:: EXTRACTED TEXT ::

Iron deficiency is a progressive condition caused by many factors that usually affects women. It often creeps up on sufferers as symptoms aren't untoward. Who doesn't feel drained after exercise? Or who doesn't press the snooze button one to many times? 

 
Some of the symptoms include fatigue, brittle nails, pale skin, shortness of breath, dizziness, poor concentration and the list goes on.
 

Brief bit about science

 

Iron is a mineral that's vital for cellular energy, the immune system and the production of haemoglobin. Haemoglobin carries oxygen around the body and if you're deficient then your body has less oxygen carrying capacity.

 

Exercise and Iron

 

There is a trial underway in London to test the extent of IDA (iron deficiency anaemia) and the extent it can affect women's performance in the gym and at sport. The test measures the aerobic performance of iron deficient runners, before giving them an IV drip of iron and then retesting a few days later.  The results of the IronWoman trial are going to be published later this year but the results so far have been incredible!

A london physiotherapist aged 32, showed her VO2 max had improved by 12%. She then ran the london marathon after treatment and ran her personal best.

Fit women may be most at risk of iron deficiency as training increases red blood cell production, but you lose iron through sweat.  With a limited oxygen supply in IDA sufferers it can also affect the speed of muscle repair post exercise.
 

Advice

 

If you recognise some of the symptoms of iron deficiency it's a good idea to get your levels checked.  Although iron tablets are prescribed regularly the best way of replenishing your stores is to eat a diet high in iron.

Once your levels are checked there's no reason why you can't hit the gym and pump iron in the weight room.

:::

**EXERCISE REQUIREMENTS:** Write out word for word the part of the iron deficiency article that begins at the words "If you recognise" and stops after the words "high in iron.".

:: SUPPLIED RECORDS ::

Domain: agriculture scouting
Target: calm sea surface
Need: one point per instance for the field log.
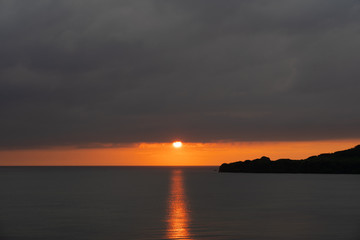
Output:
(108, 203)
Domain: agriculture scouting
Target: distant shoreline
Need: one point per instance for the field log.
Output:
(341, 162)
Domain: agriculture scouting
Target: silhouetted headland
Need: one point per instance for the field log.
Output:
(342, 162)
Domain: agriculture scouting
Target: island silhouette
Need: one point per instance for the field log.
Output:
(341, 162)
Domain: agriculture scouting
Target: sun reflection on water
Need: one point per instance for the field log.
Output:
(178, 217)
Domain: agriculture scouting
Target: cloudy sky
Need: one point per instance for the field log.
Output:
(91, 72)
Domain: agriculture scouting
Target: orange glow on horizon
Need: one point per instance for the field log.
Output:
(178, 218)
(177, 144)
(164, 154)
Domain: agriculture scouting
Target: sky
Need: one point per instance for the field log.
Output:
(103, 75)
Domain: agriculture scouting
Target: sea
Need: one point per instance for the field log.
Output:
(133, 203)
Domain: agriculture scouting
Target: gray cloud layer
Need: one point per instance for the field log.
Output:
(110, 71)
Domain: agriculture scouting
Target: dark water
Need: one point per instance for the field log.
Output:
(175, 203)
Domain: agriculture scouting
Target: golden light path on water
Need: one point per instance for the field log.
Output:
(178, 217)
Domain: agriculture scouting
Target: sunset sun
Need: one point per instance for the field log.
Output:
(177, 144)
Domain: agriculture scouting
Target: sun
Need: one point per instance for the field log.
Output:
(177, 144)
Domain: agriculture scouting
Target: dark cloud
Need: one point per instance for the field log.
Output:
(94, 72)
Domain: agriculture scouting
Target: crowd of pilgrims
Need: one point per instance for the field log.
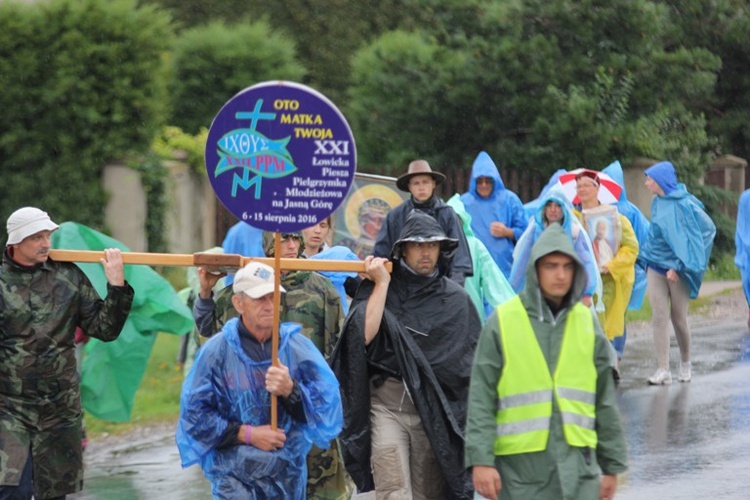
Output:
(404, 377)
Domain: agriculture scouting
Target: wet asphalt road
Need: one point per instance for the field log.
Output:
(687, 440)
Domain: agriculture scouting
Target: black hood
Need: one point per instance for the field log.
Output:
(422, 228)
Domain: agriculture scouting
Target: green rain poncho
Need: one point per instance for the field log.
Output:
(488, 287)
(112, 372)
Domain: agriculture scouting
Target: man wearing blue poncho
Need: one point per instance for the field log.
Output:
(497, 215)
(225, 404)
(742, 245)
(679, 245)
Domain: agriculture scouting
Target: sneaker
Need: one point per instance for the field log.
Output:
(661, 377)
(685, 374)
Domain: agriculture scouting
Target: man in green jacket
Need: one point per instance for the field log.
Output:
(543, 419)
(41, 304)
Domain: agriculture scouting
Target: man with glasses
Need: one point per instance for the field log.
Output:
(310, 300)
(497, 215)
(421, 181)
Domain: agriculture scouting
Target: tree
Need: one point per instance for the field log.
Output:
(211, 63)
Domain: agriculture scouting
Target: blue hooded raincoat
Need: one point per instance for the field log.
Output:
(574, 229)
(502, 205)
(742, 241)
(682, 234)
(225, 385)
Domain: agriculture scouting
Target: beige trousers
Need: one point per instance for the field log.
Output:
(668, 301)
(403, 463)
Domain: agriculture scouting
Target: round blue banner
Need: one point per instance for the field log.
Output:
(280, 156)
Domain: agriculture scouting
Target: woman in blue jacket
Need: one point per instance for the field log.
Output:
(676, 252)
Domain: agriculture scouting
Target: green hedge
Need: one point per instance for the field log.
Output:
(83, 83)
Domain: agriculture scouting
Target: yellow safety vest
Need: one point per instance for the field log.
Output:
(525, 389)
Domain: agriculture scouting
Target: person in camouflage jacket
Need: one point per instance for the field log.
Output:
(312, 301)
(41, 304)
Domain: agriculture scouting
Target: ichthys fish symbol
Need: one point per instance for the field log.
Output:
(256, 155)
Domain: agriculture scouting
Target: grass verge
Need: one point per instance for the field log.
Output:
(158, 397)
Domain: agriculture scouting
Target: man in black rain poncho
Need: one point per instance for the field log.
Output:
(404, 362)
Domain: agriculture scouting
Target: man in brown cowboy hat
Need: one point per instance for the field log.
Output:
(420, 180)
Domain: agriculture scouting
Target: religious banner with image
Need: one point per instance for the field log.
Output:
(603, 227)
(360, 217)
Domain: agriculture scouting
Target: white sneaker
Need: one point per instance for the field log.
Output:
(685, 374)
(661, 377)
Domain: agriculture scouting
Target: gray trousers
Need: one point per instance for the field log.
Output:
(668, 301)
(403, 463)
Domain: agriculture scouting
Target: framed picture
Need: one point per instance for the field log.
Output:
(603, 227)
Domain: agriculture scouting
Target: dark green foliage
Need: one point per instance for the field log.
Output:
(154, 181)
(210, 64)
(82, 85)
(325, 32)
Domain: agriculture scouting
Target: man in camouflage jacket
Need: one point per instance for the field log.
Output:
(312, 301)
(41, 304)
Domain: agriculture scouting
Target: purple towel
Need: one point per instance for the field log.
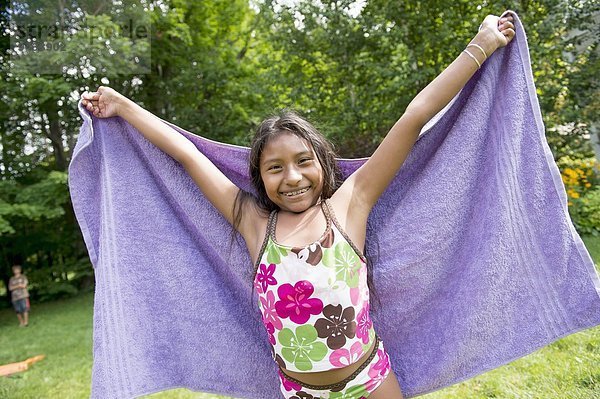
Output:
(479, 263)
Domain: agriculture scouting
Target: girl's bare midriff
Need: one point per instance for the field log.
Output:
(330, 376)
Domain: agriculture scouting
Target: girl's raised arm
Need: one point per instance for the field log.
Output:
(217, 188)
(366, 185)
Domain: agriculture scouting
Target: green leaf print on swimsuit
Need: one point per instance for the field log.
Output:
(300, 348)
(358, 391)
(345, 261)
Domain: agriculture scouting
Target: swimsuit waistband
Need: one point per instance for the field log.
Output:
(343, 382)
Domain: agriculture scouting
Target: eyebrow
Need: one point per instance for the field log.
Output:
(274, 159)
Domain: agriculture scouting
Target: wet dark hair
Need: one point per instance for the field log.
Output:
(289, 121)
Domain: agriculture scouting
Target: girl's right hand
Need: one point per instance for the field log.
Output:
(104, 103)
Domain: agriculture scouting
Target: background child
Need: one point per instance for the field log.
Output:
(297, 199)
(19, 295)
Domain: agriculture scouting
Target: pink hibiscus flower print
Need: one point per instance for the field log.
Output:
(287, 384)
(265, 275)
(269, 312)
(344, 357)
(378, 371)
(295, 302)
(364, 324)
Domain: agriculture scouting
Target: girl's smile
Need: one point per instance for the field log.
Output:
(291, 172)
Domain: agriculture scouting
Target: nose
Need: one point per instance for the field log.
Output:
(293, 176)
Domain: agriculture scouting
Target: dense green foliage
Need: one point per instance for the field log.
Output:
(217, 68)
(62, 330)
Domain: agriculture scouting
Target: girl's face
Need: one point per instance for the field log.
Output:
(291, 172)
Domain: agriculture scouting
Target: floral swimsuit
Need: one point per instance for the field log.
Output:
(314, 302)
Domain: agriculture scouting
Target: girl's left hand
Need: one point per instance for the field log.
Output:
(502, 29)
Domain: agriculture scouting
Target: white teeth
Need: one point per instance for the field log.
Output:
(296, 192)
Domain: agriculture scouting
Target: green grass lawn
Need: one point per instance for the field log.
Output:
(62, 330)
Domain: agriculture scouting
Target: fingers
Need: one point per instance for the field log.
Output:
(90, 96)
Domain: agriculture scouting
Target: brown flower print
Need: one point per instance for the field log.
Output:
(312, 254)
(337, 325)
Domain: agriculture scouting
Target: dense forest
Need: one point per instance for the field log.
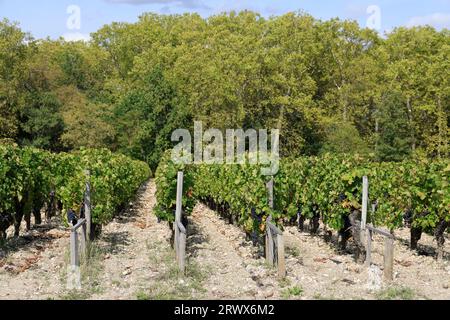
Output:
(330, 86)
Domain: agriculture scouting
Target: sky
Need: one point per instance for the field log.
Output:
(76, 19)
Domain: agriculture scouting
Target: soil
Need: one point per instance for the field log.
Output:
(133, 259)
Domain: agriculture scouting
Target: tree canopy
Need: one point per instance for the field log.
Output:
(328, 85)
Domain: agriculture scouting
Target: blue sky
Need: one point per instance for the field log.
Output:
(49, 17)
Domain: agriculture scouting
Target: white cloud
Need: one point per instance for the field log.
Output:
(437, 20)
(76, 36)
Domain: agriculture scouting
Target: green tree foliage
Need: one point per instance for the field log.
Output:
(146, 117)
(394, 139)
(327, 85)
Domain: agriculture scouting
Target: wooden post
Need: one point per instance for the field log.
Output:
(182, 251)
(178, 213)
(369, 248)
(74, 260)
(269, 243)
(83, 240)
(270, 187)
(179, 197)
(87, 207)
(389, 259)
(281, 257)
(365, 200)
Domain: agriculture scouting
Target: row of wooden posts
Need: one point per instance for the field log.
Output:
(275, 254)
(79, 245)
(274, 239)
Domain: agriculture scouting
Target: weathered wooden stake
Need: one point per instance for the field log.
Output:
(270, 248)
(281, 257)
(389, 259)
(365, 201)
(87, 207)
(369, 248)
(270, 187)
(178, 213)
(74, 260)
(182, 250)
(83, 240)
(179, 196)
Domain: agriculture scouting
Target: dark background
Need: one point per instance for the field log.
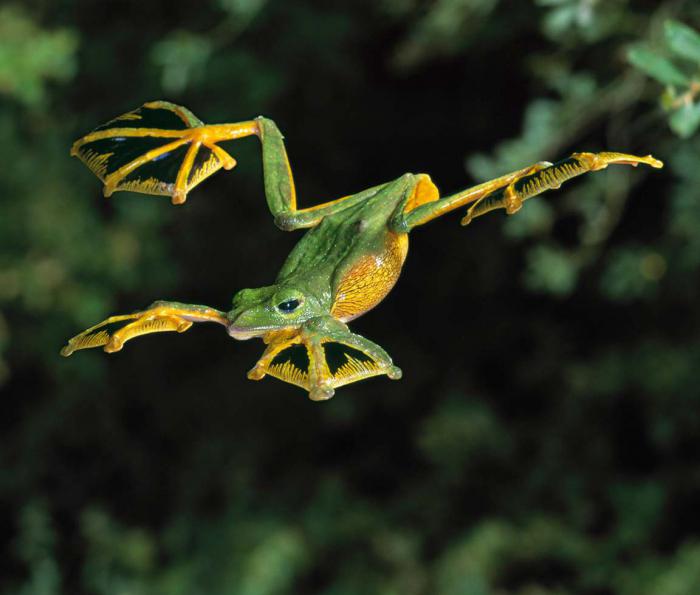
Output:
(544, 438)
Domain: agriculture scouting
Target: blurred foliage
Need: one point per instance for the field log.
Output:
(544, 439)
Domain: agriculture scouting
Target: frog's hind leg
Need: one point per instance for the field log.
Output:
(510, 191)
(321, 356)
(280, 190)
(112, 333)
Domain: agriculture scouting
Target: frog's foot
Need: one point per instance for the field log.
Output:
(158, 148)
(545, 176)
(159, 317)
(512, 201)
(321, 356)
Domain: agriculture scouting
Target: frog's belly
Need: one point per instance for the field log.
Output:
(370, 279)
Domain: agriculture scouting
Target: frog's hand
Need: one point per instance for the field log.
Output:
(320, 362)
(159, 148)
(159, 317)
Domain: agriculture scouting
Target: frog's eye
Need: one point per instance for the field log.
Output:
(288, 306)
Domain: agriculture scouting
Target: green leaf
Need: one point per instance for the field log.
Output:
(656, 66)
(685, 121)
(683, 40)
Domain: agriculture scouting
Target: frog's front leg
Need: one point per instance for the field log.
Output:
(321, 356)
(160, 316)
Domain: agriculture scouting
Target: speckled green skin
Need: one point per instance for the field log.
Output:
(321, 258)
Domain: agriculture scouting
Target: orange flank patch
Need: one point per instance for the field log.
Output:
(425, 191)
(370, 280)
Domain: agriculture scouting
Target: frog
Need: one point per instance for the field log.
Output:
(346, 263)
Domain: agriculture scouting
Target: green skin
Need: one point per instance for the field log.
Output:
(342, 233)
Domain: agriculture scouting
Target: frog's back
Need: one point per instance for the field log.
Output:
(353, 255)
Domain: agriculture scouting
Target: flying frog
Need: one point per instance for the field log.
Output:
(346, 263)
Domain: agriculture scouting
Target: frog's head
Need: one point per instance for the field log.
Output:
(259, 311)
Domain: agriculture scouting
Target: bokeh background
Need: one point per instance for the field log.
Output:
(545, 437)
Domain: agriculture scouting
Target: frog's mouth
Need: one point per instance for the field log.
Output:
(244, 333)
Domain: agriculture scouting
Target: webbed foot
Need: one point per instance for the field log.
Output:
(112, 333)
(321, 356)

:::

**EXERCISE RESULT:**
If you recognise some of the symptoms of iron deficiency it's a good idea to get your levels checked.  Although iron tablets are prescribed regularly the best way of replenishing your stores is to eat a diet high in iron.